Exercise requirements: Extract the complete data exactly as given.

Provided entries:
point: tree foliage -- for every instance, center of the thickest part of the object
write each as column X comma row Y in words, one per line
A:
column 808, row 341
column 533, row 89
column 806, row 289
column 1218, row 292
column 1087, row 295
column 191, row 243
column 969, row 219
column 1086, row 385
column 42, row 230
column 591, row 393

Answer section:
point: tree foliage -- for every instance, center of the thickest part of the object
write each as column X comma row Y in words, one per line
A:
column 808, row 341
column 533, row 89
column 806, row 289
column 1218, row 292
column 1087, row 295
column 191, row 243
column 969, row 219
column 1086, row 385
column 42, row 230
column 591, row 393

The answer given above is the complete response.